A FastAPI-based REST API for CosyVoice voice cloning and text-to-speech synthesis with real-time streaming capabilities.
Supports both CosyVoice2 (v2 - Legacy) and CosyVoice3 (v3 - Latest, Recommended).
| Version | Model | Description |
|---|---|---|
| v1 | CosyVoice2-0.5B | Backward compatibility |
| v2 | CosyVoice2-0.5B | Legacy support |
| v3 | CosyVoice3-0.5B | Latest - Recommended |
- 9+ languages: Chinese, English, Japanese, Korean, German, Spanish, French, Italian, Russian
- 18+ Chinese dialects: Cantonese, Sichuan, Shanghai, Hokkien, Hakka, and more
- Instruction-based voice control: Control dialect, emotion, speed, volume via natural language
- ~150ms streaming latency: Ultra-low latency for real-time applications
- Better quality: Improved content consistency and speaker similarity
# Clone the repository
git clone https://github.com/sin-tag/CosyVoice2-API.git
cd CosyVoice2-API
# Create and activate virtual environment
python -m venv venv
source venv/bin/activate # Linux/macOS
# or
venv\Scripts\activate # Windows
# Install dependencies
pip install -r requirements.txt
# Run the server (default port: 8012)

What to do:
a. According to the CosyVoice API text, what is the server's default port?
b. List every property that the CosyVoice API text says can be controlled through natural-language instructions.
c. Pick up the CosyVoice API text at the point where it stops and keep writing it.

Dataset excerpts:
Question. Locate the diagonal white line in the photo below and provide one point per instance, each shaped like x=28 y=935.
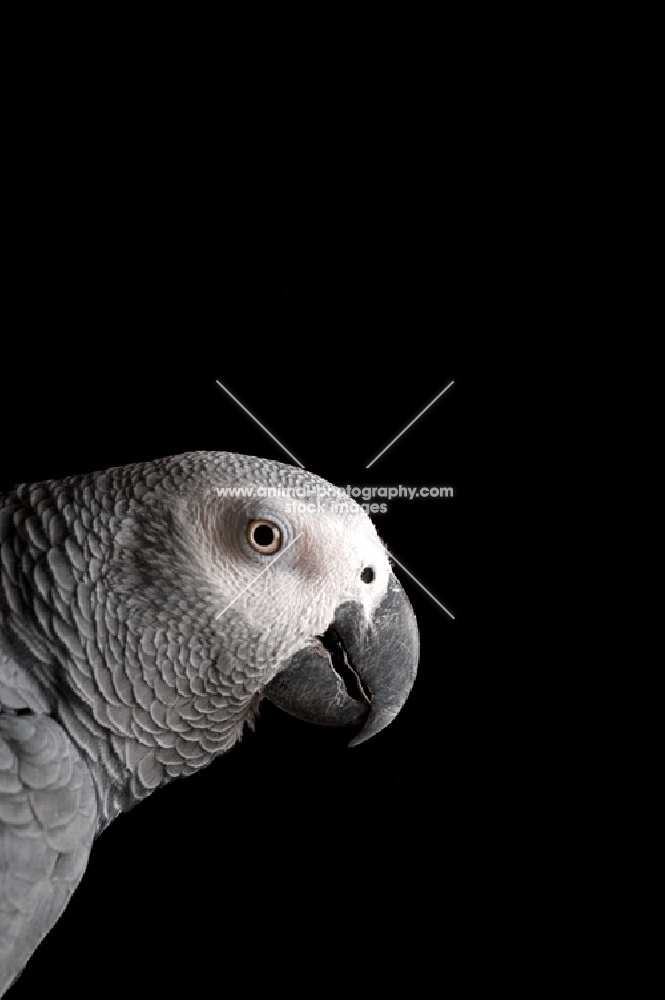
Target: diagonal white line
--
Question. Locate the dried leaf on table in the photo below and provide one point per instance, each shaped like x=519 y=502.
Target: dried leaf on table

Response list:
a. 8012

b. Dialect, emotion, speed, volume

c.
python main.py# Run with default settings
./run_server.sh
# Run with custom port
./run_server.sh --port 8080
# Run with custom host
./run_server.sh --host 127.0.0.1 --port 8012# Development mode
uvicorn main:app --host 0.0.0.0 --port 8012 --reload
# Production mode with multiple workers
uvicorn main:app --host 0.0.0.0 --port 8012 --workers 4# Build and run with Docker Compose
docker-compose up --buildOnce the server is running:
- API Base URL: http://localhost:8012
- Swagger UI Documentation: http://localhost:8012/docs
- ReDoc Documentation: http://localhost:8012/redoc
- Health Check: http://localhost:8012/health
- OpenAPI JSON: http://localhost:8012/openapi.json
Copy the example environment file and customize as needed:
cp .env.example .envKey configuration options:
| Variable | Default | Description |
|---|---|---|
| HOST | 0.0.0.0 | Server host |
| PORT | 8012 | Server port |
| DEBUG | false | Debug mode |
| MODEL_DIR | models/CosyVoice2-0.5B | CosyVoice2 model path |
| MODEL_DIR_V3 | models/Fun-CosyVoice3-0.5B | CosyVoice3 model path |
| AUTO_DOWNLOAD_MODELS | true | Auto-download models from HuggingFace |
Set AUTO_DOWNLOAD_MODELS=true in .env and the server will automatically download models from HuggingFace on first run.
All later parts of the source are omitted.